Today’s theme: Partnership

Beyond these technical solutions, we’ll need diplomatic efforts to drive international collaboration and data sharing. Developing antivirals and vaccines involves massive clinical trials and licensing agreements that would cross national borders.
– Bill Gates, “Responding to Covid-19 — A Once-in-a-Century Pandemic?”

Recent milestones

  • Olympics postponed. International Olympic Committee President Thomas Bach and Japan’s Prime Minister Shinzo Abe agree to postpone the 2020 Tokyo Olympic Games until no later than the summer of 2021. The move comes after a growing list of countries, kicked off by Canada and Australia, said they would not send their athletes if the Games were held as originally scheduled. The Paralympics will also be delayed. While the Olympics have been cancelled previously, in 1916, 1940, and 1944, this marks the first postponement not due to war.

== PROBLEMS TO SOLVE ==
1. Please list every person named in the pandemic excerpt.
2. Write the next part of the pandemic excerpt, picking up right after its final sentence.

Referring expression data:

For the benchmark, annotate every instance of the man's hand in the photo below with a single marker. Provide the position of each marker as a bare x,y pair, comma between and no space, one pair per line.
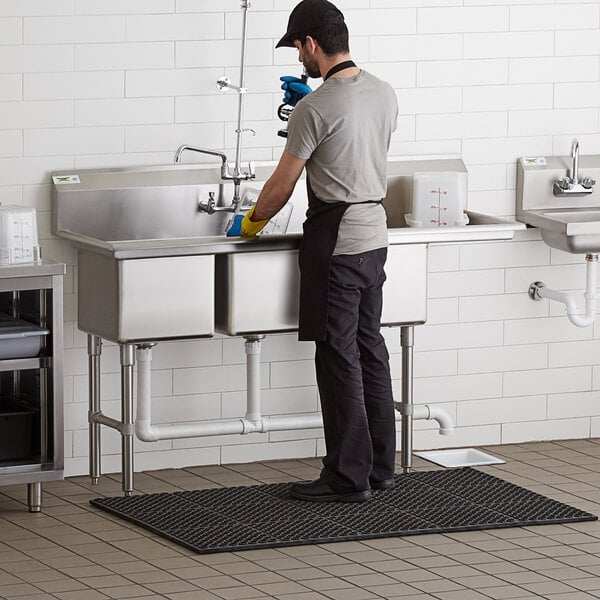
295,89
244,227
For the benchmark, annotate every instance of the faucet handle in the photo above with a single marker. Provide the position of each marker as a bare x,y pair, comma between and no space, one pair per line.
588,182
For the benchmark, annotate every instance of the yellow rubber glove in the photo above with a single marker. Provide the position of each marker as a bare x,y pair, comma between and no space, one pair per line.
250,228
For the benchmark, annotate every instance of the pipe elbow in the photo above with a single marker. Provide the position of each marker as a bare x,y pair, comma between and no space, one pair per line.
443,419
145,432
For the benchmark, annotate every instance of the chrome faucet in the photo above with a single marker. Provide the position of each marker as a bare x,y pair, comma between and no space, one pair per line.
572,185
210,206
224,164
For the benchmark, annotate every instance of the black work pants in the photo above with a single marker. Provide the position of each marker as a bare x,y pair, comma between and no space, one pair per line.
353,376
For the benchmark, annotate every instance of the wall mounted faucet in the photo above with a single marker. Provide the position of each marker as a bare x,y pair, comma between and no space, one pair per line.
572,185
223,84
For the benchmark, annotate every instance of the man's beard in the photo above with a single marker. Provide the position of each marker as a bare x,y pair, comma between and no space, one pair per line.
312,68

== ANSWER LIST ==
1. Bill Gates, Thomas Bach, Shinzo Abe

2.
  • Lockdowns go global. As India goes into a 21-day national lockdown, CNN calculates approximately 2.5 billion people – or one-third of the world’s population – are now subject to curfew, partial or total lockdown, or some sort of restrictions on their movement. A number of jurisdictions announce restrictions beyond the originally announced two- and three-week periods as Chairman of the Joint Chiefs of Staff Gen. Mark Milley suggests models show the crisis in the US beginning to ease between late May and July.
  • China begins to ease restrictions. The province of Hubei finalizes plans to lift most lockdown restrictions as of Wednesday. The capital city of Wuhan, ground zero of the global epidemic, will remain under shelter-in-place orders until April 8.
  • US government nears a deal. American, European, and Asian stock markets rebound amid news US lawmakers are close to a deal on a massive fiscal stimulus package.
  • WHO launches an app. The World Health Organization’s WhatsApp chatbot, designed to provide updated information on the pandemic, goes live. The app, available on the Facebook-owned platform, provides updates on current infection rates, information on how to protect against infection, and answers to frequently asked questions.
  • Key takeaway: The original timelines established for business shutdowns and self-isolation are no longer adequate. Governments are extending shelter-in-place orders and tightening freedom-of-movement restrictions. This is a marathon, not a sprint, and organizations must plan for extended operations in pandemic mode.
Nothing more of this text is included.